PAGE EXCERPT:
- - - - - - -

Table II. Empirically estimated and simulated position of the center of gravity of POLIBOT.
Similar tests are now performed on the multibody model of POLIBOT as shown in Figs. 3(b), 4(b), and 5(b). Note that each subsystem has been designed to closely match the prototype counterpart in terms of geometry and materials. This modeling effort leads to the results shown in the third column of Table II. As expected, the simulated y coordinate of the center of gravity is zero, as the model is perfectly symmetric. The x and y coordinates differ by 7% and 1%, respectively, between the empirical and simulated values. The overall mass of the modeled rover is 97 kg, which exactly matches the actual weight of the prototype.
To complete the set of inertial properties, the multibody model is used to compute the mass inertia tensor. These values are not validated against experimental estimations because of the difficulty of measuring moments of inertia. However, as illustrated in Fig. 2, special care has been devoted to importing into MSC Adams the Parasolid files of the real CAD geometries and assigning them to the corresponding rigid parts of the different subsystems: this is not only for visualization purposes but also, most importantly, as a way to place the parts, together with their material and density, in the correct relative position between each other. Consequently, not only the model mass and position of the center of gravity are, as experimentally observed, close to those of the real prototype, but also the mass inertia tensor is expected to be by only a few percentage points separated from the true one. The simulated moments of inertia are shown in Table III.
Table III. Empirically estimated and simulated position of the center of gravity of POLIBOT.
The results presented in this section demonstrate that the inertial properties of the modeled robot are satisfactory, and the validation can move to the next phase with dynamic tests.
3.2. Dynamic tests
Field tests are conducted to validate the dynamics of the multibody model of POLIBOT. The prototype was fitted with a sensor frame that mounted GPS receivers, an IMU, and stereo cameras, as shown in Fig. 1. Sensory data are recorded and stored by the robot. During field tests, the robot was teleoperated to move across different types of surfaces. It is commanded by means of PWM signals that modulate the torque delivered by the two electric motors (one per each sprocket). The actual rotational speed of the motors is then measured during the tests with the use of encoders. The measured rotational speeds are finally provided as input to the multibody model for the simulation, while the rest of the data gathered is used for validation purposes. It should be noted that the virtual shock absorbers of the digital twin are set to replicate the exact properties of the real devices. Therefore, the linear stiffness coefficient is set to 12 N/mm, while the linear damping coefficient is equal to 0.8 Ns/mm. The preloads of the front, middle, and rear shock absorbers are, respectively, 180, 130, and 0 N.

- - - - - - -

DATASET CONTENT:
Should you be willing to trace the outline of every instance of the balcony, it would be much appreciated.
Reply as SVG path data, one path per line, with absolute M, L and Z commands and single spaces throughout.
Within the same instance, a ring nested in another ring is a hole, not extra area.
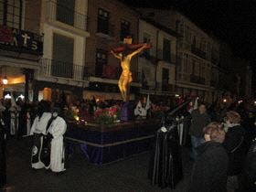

- - - - - - -

TASKS TO PERFORM:
**A)** In the POLIBOT excerpt, what is the overall mass of the modeled rover?
**B)** Retype the part of the POLIBOT excerpt that opens with the words "Similar tests are" and closes with "of the prototype.".
The listing isn't needed for anything here.

THE ANSWERS:
**A)** 97 kg.

**B)**
Similar tests are now performed on the multibody model of POLIBOT as shown in Figs. 3(b), 4(b), and 5(b). Note that each subsystem has been designed to closely match the prototype counterpart in terms of geometry and materials. This modeling effort leads to the results shown in the third column of Table II. As expected, the simulated y coordinate of the center of gravity is zero, as the model is perfectly symmetric. The x and y coordinates differ by 7% and 1%, respectively, between the empirical and simulated values. The overall mass of the modeled rover is 97 kg, which exactly matches the actual weight of the prototype.